# Exercise brief
Reproduce the listing below starting at the line containing "Where can you find the smiling" and ending at the line containing "(1135, 521)", keeping the requests unchanged and shifting every point coordinate by adding 17 to each of its numbers.

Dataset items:

┄┄┄┄┄┄

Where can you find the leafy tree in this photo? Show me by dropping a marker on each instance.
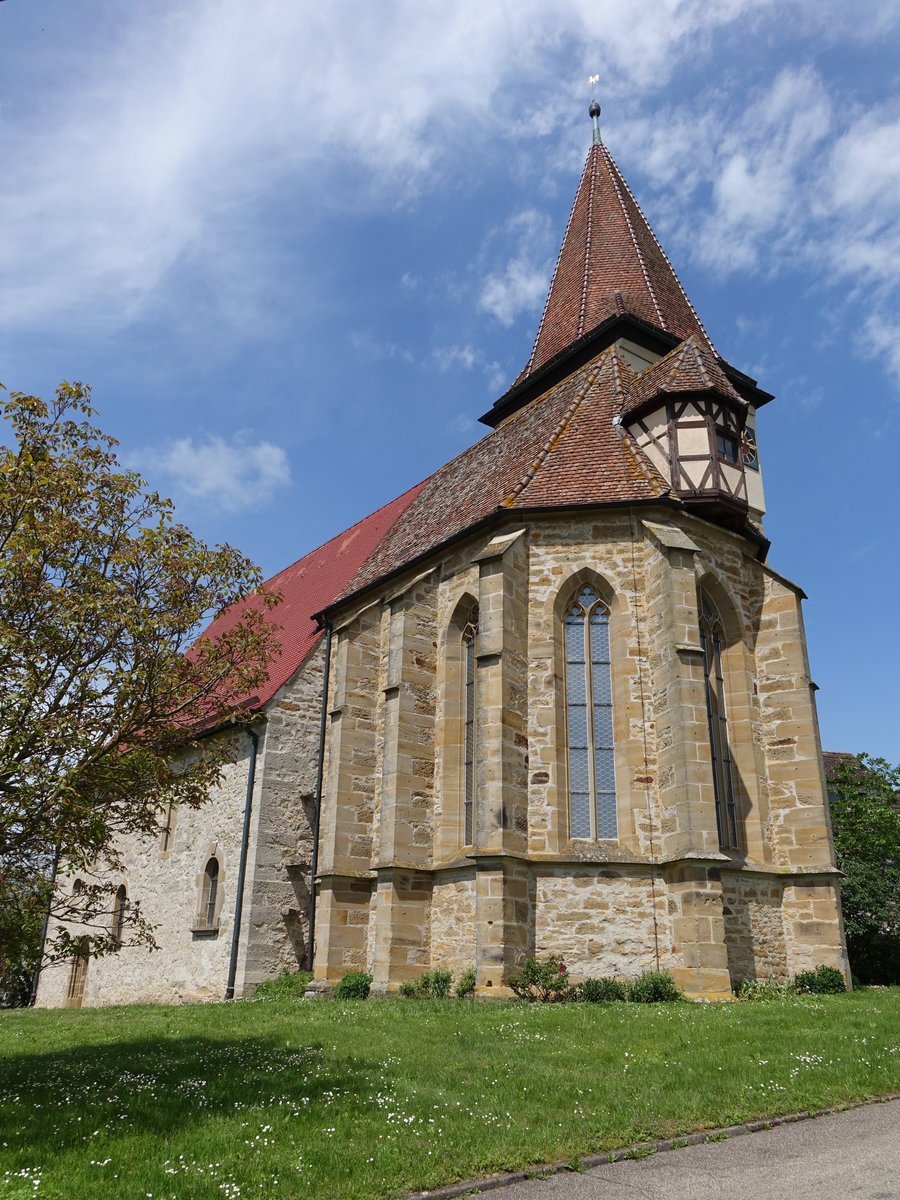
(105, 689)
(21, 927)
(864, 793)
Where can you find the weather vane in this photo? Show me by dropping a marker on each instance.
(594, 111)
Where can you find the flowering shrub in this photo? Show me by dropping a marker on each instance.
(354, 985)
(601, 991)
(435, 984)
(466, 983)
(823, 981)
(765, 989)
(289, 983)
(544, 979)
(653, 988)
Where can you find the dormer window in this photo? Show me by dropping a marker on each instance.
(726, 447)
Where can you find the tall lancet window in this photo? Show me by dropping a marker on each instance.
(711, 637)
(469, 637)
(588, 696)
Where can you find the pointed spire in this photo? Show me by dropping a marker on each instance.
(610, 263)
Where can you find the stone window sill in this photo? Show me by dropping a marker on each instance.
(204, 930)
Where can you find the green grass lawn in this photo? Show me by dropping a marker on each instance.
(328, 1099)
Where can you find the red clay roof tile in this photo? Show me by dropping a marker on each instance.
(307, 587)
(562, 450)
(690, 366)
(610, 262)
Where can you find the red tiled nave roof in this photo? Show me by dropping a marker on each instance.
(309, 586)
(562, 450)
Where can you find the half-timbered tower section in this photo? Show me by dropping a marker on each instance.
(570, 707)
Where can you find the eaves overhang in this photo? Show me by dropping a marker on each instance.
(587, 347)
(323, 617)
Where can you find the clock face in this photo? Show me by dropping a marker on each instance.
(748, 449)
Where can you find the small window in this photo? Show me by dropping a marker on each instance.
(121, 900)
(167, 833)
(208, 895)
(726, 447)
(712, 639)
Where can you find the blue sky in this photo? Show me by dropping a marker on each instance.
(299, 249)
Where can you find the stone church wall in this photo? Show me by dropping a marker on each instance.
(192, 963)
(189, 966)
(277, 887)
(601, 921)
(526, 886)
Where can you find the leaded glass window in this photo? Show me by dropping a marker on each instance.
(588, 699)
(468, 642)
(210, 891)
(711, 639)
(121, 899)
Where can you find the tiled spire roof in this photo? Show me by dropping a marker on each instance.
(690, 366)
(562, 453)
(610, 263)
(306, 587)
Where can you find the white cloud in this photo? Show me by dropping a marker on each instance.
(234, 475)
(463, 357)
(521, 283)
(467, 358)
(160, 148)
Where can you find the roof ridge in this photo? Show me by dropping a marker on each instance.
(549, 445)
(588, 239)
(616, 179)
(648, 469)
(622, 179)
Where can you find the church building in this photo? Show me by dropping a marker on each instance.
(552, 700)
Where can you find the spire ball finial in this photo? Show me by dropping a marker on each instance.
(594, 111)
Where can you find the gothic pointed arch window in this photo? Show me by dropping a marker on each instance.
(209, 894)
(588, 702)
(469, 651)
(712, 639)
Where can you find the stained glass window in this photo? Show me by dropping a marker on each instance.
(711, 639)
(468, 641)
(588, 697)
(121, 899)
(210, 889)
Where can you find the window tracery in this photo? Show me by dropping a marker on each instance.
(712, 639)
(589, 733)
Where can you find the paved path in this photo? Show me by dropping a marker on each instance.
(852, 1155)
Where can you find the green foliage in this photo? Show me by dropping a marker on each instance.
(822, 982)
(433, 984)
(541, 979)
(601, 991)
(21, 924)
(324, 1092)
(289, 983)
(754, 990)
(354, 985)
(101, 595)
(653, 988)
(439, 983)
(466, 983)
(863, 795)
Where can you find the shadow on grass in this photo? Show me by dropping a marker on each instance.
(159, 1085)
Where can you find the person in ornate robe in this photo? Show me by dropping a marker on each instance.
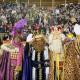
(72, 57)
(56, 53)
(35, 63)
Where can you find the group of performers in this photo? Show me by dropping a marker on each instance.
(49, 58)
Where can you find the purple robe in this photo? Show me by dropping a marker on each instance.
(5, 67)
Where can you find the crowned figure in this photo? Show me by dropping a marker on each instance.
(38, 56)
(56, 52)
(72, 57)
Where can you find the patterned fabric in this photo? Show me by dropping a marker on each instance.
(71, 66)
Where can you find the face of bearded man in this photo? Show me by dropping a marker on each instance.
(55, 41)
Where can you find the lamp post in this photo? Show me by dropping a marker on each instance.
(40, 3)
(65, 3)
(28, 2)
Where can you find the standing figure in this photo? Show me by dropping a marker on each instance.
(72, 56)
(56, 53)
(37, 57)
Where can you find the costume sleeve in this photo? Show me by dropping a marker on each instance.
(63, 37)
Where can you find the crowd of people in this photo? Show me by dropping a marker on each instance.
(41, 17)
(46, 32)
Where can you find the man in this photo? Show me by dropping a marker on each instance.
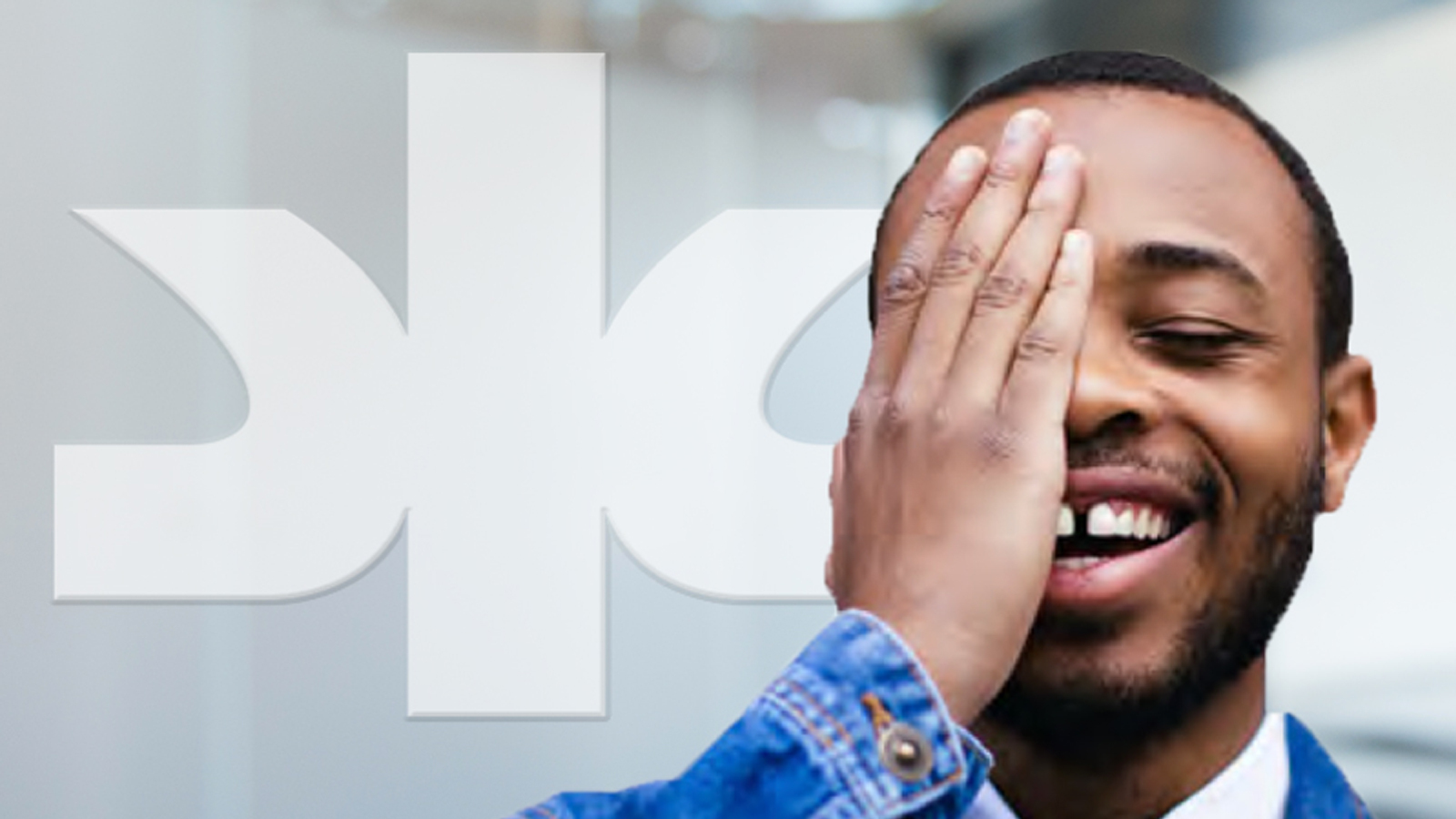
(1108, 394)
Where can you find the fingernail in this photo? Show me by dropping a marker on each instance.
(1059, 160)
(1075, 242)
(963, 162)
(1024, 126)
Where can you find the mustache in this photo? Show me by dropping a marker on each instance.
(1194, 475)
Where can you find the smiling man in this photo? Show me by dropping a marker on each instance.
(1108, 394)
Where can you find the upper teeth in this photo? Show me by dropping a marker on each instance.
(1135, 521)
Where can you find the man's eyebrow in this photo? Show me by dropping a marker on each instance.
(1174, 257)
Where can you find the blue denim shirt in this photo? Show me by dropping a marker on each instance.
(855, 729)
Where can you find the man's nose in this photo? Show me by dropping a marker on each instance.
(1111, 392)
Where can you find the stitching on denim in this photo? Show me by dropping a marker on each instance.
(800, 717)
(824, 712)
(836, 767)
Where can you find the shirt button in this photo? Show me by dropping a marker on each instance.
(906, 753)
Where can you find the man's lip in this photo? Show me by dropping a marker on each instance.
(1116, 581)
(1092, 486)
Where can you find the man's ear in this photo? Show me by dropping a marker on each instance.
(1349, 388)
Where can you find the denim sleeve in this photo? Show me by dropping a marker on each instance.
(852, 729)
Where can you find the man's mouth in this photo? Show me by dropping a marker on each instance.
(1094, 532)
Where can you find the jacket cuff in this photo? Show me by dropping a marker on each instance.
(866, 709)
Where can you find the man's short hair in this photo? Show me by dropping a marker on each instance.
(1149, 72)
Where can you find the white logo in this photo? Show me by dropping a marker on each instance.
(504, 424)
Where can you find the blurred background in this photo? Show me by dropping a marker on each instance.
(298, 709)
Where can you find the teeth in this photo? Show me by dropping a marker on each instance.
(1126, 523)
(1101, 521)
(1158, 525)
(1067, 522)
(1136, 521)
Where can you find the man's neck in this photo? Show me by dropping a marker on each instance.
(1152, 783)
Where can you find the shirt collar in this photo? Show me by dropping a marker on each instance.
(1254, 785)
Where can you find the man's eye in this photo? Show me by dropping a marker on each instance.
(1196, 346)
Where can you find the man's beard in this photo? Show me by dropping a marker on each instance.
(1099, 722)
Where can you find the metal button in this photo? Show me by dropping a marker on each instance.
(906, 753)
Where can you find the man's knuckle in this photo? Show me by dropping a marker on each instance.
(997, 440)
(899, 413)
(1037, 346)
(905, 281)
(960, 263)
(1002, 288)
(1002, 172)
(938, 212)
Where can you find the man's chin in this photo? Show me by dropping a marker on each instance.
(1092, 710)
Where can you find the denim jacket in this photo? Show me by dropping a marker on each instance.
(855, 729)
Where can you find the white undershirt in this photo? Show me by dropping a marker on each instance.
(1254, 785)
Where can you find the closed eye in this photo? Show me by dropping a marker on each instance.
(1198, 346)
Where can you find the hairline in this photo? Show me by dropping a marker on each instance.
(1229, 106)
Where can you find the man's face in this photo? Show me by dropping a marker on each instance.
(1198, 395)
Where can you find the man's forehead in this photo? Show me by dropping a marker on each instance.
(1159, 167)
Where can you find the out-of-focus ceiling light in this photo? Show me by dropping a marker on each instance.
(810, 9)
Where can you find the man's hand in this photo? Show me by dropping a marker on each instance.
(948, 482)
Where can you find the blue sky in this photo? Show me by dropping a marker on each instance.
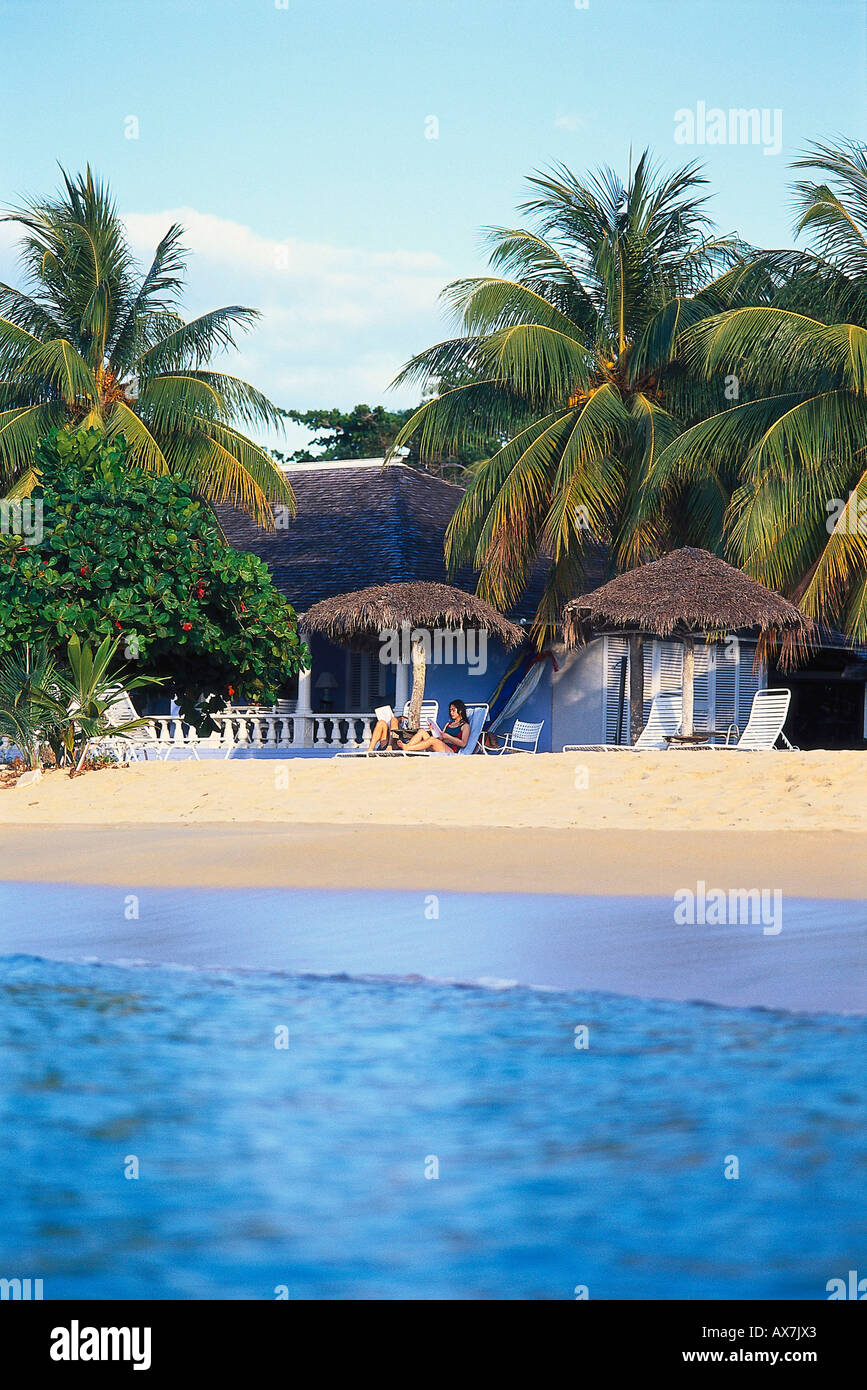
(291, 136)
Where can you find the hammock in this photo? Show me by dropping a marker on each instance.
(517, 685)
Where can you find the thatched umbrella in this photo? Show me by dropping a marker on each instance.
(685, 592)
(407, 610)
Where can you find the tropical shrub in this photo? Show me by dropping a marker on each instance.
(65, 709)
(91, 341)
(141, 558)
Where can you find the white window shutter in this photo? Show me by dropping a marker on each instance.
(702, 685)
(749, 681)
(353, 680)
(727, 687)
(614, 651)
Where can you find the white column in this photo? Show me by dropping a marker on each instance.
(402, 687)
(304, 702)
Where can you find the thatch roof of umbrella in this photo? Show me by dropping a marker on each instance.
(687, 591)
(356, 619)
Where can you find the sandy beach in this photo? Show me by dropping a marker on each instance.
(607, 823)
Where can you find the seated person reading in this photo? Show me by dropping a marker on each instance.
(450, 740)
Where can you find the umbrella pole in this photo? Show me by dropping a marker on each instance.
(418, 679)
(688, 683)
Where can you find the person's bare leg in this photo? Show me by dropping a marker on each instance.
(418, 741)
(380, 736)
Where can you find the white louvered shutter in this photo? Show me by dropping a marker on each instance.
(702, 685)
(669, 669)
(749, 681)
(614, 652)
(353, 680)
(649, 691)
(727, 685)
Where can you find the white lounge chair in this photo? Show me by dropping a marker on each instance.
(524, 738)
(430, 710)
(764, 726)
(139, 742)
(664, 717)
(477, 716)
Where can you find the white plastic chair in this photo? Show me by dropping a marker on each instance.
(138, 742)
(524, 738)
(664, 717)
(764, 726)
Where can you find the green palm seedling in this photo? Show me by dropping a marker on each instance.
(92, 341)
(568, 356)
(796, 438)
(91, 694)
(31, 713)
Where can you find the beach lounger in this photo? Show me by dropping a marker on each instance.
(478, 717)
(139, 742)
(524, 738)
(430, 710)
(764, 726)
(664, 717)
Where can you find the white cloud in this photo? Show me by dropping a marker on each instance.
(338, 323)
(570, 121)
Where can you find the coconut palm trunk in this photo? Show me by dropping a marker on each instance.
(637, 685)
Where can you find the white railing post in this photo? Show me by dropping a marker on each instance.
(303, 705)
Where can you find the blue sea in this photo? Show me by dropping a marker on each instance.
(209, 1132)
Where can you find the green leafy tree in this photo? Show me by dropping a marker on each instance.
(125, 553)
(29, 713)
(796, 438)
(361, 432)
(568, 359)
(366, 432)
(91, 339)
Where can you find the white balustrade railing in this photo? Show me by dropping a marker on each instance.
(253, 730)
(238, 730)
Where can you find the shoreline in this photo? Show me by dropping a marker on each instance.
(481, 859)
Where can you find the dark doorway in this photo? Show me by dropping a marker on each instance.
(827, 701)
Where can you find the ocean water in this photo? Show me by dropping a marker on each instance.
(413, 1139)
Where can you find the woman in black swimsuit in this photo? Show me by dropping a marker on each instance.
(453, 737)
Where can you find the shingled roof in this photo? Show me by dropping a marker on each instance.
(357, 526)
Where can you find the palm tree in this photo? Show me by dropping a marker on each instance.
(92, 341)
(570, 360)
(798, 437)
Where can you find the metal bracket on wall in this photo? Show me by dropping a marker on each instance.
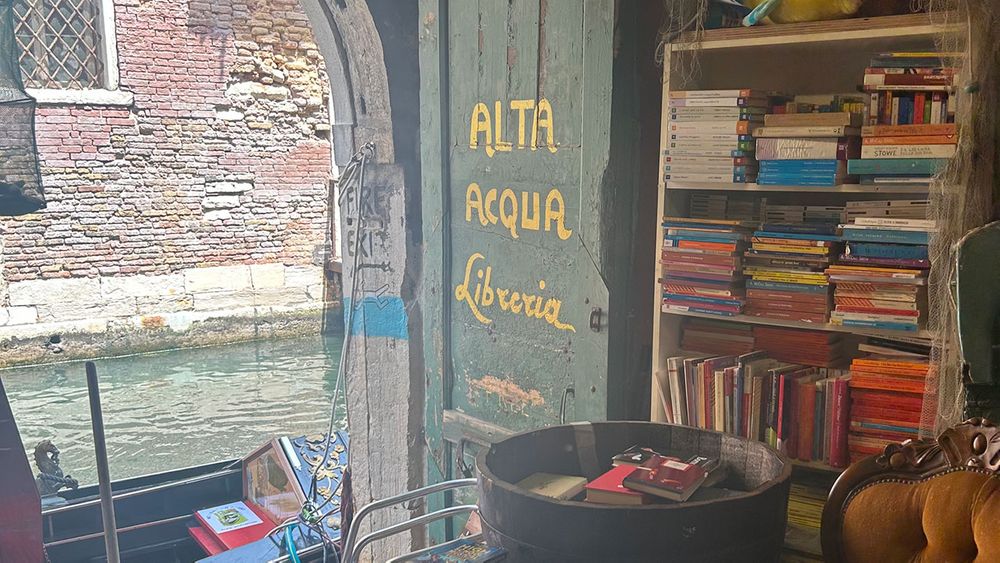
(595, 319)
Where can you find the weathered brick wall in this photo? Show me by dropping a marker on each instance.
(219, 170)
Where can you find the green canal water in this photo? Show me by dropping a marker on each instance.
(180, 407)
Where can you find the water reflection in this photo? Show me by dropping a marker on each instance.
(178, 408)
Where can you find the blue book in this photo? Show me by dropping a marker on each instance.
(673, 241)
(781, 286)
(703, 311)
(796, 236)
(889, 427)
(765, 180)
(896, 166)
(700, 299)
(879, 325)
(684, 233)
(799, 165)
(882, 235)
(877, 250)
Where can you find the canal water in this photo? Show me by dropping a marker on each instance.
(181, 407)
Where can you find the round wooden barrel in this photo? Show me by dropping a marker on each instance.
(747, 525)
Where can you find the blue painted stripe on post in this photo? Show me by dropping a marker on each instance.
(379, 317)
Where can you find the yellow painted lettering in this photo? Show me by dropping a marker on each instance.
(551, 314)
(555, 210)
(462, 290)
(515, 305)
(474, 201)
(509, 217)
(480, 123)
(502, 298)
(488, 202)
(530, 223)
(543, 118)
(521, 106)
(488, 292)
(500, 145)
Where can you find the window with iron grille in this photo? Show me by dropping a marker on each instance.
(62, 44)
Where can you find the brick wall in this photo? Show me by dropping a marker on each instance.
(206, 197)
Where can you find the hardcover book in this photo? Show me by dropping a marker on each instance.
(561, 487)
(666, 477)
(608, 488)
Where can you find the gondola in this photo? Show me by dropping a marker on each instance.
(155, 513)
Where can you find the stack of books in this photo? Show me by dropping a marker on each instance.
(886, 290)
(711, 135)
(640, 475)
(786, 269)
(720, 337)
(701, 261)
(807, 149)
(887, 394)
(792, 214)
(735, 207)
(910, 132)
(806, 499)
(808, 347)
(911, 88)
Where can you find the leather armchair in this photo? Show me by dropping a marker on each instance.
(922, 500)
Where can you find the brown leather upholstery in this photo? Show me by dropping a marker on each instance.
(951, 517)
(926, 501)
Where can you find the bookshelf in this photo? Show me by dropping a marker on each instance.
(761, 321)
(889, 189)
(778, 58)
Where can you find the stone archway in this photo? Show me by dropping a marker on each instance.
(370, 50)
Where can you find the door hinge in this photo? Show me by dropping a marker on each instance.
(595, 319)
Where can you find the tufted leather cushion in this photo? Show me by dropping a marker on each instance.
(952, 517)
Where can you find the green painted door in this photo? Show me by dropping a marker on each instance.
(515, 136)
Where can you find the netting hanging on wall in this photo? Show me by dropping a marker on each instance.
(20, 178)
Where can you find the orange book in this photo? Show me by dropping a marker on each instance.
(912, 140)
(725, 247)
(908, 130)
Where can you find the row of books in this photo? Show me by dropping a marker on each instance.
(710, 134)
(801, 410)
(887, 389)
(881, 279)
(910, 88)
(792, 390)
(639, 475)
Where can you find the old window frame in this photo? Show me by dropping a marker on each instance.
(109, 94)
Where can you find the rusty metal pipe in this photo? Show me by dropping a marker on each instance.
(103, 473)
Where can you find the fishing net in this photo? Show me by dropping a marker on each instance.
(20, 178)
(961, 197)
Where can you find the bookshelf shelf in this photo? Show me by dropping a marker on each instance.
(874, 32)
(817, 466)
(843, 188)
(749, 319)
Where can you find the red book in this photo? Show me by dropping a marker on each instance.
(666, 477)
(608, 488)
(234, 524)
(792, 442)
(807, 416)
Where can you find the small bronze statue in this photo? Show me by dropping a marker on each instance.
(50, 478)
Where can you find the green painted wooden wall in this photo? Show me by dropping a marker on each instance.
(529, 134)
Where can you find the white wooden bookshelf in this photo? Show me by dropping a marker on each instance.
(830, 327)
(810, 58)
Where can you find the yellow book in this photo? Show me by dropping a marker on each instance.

┄┄┄┄┄┄

# Exercise result
Where can you find the smiling man in this photo? Show me by dropping a marker on each instance.
(1125, 411)
Where can you find the upper teeth in this photo? Show me by dropping a marker on each instance.
(1152, 538)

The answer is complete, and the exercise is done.